TASK DETAILS -
Scan the material below and copy every line holding the word "clicks".

DATA TO EXAMINE -
- - - - -

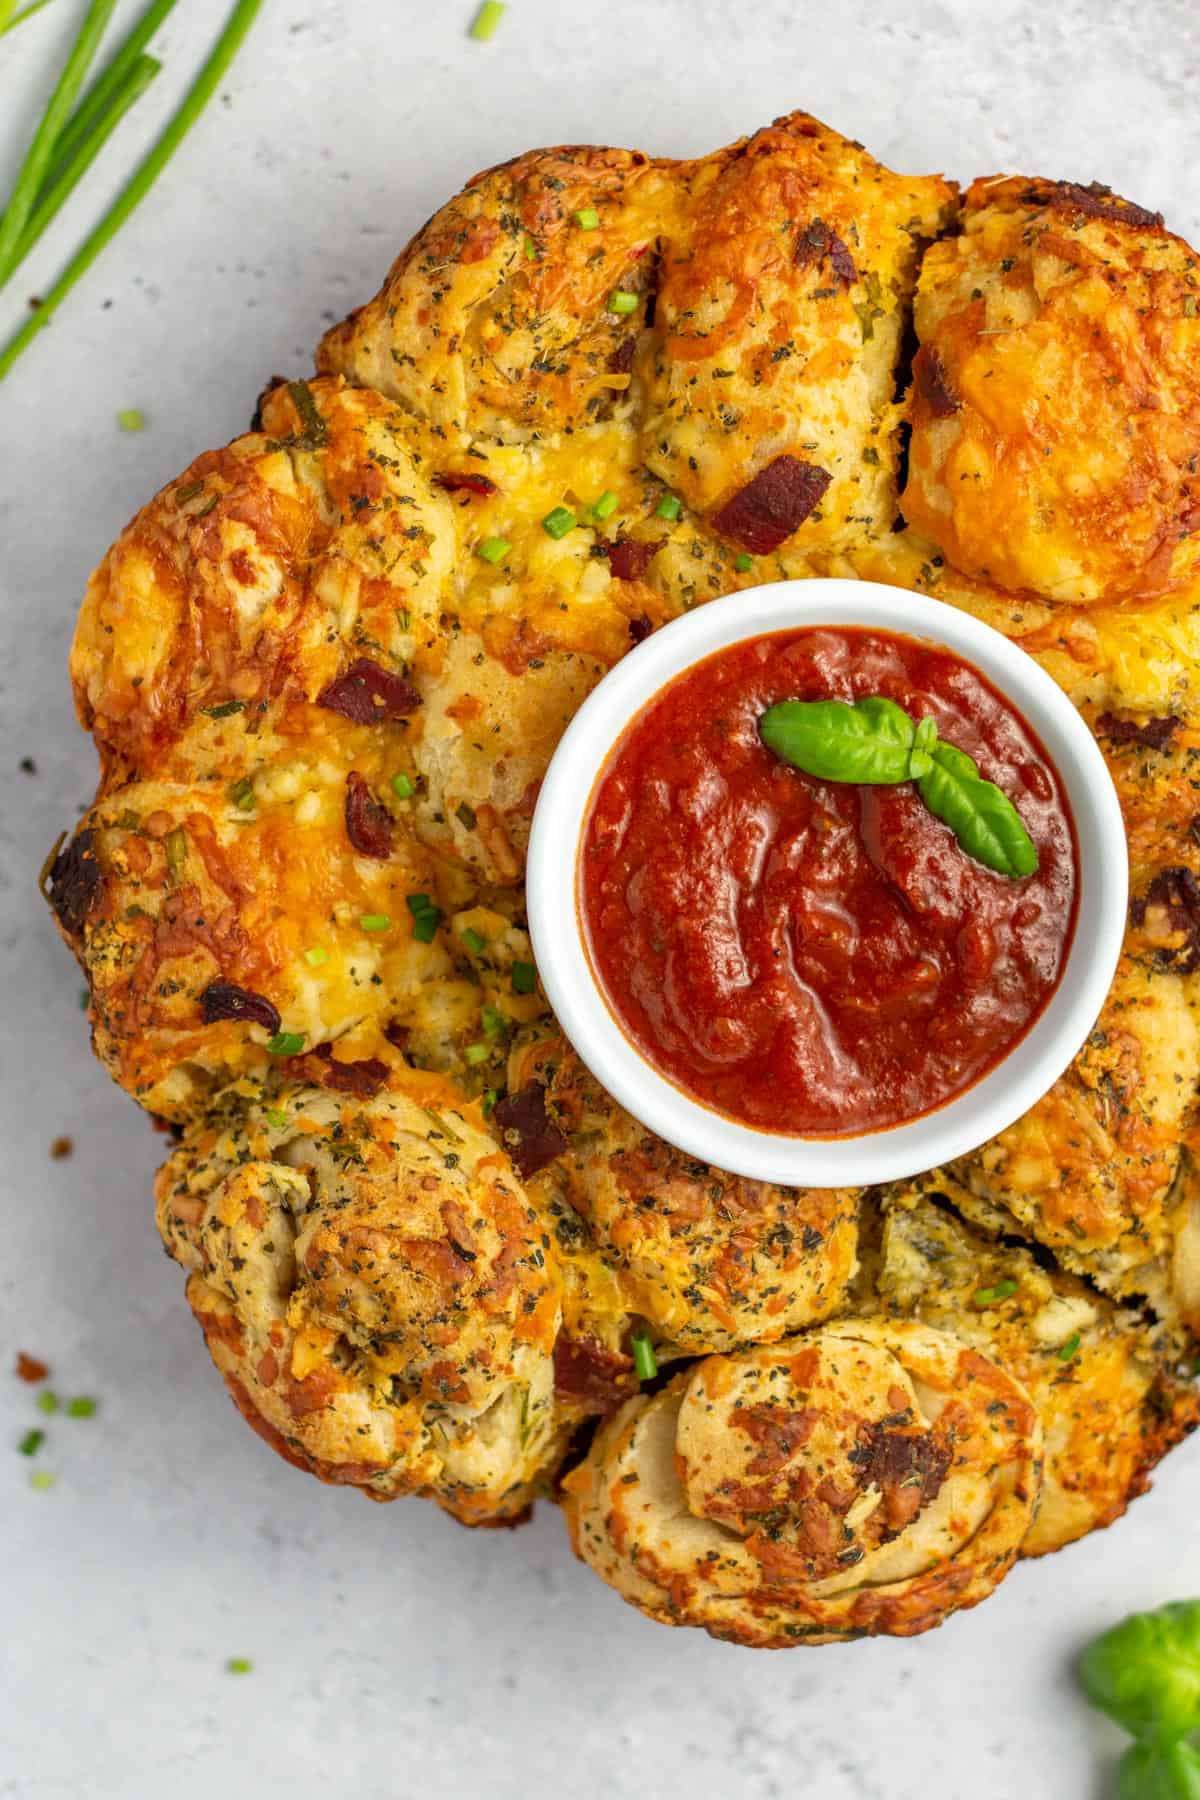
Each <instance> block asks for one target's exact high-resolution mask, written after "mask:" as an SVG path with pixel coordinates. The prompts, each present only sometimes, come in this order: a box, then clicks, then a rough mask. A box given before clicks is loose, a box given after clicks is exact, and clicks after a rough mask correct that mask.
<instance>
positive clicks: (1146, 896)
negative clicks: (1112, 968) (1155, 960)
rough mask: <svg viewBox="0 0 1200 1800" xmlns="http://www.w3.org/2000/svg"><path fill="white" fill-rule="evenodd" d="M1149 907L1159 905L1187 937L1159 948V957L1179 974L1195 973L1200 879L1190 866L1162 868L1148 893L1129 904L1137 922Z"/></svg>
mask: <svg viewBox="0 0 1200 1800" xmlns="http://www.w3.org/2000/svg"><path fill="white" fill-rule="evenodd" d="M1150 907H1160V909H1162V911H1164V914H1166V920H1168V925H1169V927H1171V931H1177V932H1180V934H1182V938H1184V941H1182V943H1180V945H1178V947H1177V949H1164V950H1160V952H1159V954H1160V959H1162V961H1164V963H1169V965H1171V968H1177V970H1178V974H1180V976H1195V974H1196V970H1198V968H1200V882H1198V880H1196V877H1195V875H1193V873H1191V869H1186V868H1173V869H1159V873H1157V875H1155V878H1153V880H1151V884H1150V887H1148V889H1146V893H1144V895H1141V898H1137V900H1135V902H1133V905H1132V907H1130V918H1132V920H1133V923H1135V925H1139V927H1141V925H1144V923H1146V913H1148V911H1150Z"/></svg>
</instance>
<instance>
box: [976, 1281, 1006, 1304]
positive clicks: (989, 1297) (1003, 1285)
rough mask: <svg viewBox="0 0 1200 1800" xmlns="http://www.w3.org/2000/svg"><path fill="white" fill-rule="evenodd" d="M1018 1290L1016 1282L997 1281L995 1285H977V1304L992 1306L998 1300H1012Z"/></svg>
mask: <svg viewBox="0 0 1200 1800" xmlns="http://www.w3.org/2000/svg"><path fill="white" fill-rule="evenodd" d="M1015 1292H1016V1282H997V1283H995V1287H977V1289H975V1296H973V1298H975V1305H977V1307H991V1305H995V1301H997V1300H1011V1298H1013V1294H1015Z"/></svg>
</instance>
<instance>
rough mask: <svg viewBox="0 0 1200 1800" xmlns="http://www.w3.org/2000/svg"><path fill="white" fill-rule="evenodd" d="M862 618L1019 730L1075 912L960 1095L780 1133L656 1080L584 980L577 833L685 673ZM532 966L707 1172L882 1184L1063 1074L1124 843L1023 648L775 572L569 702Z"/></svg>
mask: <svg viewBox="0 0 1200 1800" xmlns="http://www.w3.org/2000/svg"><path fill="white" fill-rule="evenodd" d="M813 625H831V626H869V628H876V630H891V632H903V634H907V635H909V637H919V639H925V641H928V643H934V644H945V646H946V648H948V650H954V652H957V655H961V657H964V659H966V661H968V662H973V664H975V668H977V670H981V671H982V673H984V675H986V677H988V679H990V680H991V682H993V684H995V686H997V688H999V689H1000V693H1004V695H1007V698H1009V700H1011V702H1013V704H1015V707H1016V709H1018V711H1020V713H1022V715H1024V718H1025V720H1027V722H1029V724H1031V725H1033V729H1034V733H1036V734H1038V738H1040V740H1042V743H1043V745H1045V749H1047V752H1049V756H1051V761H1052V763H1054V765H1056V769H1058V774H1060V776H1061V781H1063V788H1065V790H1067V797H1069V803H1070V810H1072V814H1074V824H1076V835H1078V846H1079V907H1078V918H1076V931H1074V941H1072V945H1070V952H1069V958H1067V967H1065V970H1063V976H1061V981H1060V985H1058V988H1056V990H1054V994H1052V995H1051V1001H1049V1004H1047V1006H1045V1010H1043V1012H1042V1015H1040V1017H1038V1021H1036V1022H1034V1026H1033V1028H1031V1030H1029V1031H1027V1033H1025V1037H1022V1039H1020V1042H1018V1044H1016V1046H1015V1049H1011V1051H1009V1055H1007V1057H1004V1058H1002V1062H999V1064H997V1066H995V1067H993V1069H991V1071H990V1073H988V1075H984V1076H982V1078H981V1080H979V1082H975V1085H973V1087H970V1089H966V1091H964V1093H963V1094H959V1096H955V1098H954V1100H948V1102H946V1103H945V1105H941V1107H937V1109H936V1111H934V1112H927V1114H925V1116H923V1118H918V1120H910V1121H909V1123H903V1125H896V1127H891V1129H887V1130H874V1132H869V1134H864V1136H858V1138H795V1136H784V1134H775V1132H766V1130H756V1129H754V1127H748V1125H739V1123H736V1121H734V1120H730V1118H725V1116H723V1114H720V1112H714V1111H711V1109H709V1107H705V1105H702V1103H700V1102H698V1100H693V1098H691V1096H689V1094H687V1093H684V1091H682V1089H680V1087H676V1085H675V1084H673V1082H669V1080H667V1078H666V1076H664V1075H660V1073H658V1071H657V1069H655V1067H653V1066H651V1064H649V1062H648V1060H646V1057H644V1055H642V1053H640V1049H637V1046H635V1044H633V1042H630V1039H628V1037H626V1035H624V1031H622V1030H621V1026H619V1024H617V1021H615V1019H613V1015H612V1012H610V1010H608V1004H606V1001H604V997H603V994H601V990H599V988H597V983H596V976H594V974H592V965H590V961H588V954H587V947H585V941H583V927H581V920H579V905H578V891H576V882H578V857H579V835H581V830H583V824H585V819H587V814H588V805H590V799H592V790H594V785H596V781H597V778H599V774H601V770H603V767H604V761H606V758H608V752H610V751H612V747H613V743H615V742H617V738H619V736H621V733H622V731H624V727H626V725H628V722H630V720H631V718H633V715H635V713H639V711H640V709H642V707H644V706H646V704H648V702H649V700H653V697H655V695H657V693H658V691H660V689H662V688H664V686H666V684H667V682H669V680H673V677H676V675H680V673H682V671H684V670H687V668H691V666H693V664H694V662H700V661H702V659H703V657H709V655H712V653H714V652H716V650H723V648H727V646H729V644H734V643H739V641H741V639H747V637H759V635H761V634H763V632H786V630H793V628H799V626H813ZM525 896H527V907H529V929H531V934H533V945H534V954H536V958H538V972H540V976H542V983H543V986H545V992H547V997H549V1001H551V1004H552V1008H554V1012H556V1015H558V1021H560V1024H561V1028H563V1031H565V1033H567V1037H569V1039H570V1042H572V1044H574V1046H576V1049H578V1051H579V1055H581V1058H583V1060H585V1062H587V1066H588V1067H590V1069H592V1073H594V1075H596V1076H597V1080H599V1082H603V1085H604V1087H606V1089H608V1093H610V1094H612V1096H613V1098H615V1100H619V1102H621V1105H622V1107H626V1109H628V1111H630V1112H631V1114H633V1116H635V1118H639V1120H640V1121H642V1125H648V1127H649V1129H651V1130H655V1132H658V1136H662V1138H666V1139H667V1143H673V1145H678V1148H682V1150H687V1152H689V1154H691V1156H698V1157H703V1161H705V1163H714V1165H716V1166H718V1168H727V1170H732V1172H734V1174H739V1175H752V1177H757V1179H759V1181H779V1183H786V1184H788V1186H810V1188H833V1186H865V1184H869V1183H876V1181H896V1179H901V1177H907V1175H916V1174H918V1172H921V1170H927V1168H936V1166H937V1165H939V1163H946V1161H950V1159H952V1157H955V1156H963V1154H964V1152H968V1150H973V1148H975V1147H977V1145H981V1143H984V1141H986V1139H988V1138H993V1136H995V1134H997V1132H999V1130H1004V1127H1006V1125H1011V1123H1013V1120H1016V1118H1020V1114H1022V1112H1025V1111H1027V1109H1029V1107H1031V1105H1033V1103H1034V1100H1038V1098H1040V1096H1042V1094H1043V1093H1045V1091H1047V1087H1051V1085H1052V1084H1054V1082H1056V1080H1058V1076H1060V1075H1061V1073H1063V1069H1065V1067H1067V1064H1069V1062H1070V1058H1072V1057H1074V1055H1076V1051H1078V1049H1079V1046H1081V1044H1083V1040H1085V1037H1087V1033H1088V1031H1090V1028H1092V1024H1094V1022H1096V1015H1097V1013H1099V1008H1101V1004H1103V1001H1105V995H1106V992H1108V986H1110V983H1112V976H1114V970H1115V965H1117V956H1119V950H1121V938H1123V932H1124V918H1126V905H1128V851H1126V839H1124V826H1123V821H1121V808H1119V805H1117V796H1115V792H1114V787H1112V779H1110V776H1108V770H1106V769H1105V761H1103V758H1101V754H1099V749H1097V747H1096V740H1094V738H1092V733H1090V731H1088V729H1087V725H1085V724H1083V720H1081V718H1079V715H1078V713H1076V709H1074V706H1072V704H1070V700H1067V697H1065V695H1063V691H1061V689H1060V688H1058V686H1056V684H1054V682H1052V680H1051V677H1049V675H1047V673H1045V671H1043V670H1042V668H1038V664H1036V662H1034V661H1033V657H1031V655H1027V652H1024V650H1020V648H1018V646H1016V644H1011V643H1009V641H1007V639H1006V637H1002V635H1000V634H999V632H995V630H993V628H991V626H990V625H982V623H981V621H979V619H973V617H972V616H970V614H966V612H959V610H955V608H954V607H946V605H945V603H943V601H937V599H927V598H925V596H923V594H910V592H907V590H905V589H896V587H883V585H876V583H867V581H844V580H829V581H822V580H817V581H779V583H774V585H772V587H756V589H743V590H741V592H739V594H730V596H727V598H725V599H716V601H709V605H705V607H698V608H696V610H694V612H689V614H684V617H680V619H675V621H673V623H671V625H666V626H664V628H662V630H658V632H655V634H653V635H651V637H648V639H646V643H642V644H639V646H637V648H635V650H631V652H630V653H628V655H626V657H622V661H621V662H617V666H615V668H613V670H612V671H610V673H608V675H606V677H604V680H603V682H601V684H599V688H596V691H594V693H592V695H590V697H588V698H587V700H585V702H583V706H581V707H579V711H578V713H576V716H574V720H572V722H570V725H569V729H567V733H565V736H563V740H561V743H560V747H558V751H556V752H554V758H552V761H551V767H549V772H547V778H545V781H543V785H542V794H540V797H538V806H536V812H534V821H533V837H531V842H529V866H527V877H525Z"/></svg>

- - - - -

RESPONSE FOR THIS EXERCISE -
Each <instance> block asks for one target's exact high-resolution mask, written after "mask:" as an SVG path with pixel coordinates. The prompts, each present only sometimes, come in this order: a box, then clicks, then a rough mask. A box given before clicks is loose, a box given after clicks is exact, and clicks after a rough mask correct that mask.
positive clicks: (1146, 896)
negative clicks: (1112, 968) (1155, 960)
positive clicks: (989, 1297) (1003, 1285)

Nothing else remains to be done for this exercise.